■ **EXERCISE TASK**:
Find "of the balcony" in the data, then restate the line it sits in and every later line word for word, ending with the last line.

■ **WORKING DATA**:
++++

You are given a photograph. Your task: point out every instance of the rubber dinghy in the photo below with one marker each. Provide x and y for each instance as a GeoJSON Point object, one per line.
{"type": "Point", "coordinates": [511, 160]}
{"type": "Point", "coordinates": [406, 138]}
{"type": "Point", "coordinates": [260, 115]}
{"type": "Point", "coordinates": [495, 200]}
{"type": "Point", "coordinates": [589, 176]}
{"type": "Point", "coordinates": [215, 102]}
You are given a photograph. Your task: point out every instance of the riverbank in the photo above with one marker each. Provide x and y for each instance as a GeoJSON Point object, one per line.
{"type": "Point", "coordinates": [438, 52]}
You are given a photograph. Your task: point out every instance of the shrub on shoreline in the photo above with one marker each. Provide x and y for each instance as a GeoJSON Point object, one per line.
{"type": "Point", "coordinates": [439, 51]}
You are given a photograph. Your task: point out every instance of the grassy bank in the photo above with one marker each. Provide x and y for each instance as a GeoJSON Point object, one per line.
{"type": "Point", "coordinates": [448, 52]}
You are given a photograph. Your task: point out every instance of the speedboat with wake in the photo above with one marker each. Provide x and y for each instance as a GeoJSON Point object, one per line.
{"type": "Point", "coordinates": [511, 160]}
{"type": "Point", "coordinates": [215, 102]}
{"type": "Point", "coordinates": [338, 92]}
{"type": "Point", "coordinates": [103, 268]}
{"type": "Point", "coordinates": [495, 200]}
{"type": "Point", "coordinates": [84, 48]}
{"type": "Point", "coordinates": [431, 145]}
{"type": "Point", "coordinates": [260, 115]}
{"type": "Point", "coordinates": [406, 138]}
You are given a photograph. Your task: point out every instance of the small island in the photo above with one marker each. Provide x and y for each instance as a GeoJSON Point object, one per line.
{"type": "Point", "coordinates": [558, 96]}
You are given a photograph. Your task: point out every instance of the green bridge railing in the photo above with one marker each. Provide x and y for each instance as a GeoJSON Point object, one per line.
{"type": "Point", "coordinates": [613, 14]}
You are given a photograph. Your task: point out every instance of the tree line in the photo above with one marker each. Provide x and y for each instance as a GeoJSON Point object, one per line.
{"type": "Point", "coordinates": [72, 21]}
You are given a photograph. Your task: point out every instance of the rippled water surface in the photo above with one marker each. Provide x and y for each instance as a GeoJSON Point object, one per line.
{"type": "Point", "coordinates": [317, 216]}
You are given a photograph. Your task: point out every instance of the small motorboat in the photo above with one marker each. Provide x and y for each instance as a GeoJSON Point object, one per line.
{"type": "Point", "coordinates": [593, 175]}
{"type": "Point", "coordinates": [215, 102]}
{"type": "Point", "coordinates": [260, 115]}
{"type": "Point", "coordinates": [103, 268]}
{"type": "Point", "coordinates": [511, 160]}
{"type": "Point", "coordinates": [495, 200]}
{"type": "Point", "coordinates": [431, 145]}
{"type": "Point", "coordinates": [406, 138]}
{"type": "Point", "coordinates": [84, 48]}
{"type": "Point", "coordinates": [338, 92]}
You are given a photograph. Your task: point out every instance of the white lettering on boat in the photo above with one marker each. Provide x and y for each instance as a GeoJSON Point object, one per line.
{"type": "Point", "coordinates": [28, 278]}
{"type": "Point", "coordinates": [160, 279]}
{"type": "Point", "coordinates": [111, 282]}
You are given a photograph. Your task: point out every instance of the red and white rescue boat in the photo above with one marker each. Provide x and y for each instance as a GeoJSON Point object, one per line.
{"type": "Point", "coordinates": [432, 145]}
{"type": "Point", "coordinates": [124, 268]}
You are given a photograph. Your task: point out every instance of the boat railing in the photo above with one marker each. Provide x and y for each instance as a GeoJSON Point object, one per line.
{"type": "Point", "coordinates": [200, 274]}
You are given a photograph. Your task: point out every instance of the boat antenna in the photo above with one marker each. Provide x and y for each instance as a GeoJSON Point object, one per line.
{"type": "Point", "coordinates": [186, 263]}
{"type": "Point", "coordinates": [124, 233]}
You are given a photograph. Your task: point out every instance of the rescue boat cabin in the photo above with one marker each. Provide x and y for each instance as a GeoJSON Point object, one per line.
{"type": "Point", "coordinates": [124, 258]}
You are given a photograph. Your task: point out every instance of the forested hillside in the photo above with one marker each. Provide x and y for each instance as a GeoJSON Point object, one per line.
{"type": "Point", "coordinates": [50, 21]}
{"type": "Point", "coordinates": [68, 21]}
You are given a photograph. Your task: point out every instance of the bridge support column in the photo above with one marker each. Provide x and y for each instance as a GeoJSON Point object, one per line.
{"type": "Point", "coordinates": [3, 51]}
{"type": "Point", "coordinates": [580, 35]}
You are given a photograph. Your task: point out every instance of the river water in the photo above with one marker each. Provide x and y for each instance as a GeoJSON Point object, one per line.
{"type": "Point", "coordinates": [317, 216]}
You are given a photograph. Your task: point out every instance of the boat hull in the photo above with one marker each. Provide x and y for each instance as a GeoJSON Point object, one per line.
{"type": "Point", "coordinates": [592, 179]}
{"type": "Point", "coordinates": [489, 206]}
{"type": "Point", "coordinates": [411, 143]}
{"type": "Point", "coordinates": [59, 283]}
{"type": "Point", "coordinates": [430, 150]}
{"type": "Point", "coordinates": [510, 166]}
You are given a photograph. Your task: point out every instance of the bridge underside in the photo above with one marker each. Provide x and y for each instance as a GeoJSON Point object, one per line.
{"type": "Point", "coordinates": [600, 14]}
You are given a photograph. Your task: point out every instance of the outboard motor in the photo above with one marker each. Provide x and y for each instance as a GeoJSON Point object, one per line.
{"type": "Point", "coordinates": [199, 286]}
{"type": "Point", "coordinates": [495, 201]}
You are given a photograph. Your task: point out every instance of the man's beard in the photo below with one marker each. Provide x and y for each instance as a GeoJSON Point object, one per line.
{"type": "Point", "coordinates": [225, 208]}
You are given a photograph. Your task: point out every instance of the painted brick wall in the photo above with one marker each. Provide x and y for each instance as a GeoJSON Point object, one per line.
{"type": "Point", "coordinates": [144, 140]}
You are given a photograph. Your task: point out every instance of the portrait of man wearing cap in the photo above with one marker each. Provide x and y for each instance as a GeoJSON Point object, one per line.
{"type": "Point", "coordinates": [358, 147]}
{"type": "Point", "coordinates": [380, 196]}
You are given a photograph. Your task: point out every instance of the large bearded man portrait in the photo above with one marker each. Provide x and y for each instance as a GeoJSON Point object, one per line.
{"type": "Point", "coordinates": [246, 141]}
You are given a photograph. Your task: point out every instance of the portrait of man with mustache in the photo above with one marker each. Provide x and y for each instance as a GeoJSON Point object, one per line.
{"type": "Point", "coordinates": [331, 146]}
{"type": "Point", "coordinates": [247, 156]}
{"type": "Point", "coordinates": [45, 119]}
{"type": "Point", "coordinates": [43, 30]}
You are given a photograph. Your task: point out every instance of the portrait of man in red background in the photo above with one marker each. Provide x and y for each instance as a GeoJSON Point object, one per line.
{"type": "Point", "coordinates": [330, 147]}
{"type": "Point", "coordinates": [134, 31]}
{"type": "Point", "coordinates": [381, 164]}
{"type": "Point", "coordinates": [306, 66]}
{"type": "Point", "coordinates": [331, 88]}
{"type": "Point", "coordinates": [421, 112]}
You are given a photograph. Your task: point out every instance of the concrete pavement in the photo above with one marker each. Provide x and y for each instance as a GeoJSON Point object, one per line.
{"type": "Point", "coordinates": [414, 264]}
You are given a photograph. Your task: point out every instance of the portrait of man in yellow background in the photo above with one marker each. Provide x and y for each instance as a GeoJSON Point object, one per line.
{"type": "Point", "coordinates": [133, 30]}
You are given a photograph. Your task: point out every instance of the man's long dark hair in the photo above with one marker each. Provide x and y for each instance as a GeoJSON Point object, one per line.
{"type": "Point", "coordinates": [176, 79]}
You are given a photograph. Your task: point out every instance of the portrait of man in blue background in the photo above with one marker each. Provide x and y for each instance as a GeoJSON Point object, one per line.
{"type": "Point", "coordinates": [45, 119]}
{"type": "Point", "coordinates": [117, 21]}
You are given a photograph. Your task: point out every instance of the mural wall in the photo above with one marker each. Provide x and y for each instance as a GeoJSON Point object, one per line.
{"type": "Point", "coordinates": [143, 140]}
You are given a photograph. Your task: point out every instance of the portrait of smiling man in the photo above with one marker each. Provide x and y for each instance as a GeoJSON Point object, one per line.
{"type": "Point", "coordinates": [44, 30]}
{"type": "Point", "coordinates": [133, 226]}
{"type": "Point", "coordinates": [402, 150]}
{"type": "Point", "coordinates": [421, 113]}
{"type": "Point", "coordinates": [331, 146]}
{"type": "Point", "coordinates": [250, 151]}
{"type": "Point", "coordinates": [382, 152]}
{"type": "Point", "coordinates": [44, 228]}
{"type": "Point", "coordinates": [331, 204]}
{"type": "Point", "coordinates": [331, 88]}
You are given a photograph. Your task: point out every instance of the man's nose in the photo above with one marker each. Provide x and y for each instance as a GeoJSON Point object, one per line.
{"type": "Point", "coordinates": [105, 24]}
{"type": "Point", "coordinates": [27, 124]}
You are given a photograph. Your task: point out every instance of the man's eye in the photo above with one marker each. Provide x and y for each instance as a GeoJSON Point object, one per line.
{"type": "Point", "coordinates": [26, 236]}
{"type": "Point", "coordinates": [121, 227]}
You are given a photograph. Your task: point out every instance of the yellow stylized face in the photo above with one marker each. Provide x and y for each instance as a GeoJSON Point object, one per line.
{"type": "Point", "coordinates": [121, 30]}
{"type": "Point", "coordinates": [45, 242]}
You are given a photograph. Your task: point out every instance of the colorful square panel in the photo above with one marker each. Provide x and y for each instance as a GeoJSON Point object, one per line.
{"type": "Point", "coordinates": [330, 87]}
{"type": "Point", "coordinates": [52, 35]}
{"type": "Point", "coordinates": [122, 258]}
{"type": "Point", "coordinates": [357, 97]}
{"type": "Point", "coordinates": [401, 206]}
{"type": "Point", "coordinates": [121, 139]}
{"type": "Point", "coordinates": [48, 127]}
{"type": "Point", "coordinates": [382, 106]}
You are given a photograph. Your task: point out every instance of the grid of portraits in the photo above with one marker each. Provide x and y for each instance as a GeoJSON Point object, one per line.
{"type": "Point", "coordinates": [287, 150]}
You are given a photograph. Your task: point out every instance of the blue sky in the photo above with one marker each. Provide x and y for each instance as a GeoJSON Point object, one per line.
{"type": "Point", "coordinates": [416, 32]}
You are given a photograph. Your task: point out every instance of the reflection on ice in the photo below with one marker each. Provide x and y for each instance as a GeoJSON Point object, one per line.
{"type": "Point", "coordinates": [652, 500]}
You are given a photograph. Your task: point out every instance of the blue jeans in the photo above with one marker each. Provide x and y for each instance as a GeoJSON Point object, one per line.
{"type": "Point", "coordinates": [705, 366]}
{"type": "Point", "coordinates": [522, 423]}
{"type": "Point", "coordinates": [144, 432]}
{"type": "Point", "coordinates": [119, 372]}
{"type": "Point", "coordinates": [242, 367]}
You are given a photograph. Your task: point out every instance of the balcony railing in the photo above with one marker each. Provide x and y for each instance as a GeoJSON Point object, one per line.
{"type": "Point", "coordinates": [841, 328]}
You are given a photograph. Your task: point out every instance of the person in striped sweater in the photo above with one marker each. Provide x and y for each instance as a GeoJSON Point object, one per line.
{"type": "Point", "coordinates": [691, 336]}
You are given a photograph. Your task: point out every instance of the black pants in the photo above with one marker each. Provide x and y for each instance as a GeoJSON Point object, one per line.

++++

■ **ANSWER TO THE TASK**:
You are given a photograph. Your task: point out every instance of the balcony railing in the photo above with one marker each. Provide x and y for each instance as a GeoJSON Point object, one per line.
{"type": "Point", "coordinates": [841, 328]}
You are given a photograph. Your task: point out every instance of the person in striped sweater in the photo above with one marker each. Provide x and y for each instance as a GeoJSON Point object, one per line.
{"type": "Point", "coordinates": [691, 336]}
You are given a photograph. Your task: point out every instance of the black pants in the photo above with one marker each. Provide x and y for each instance as a GeoJSON Point object, one per line.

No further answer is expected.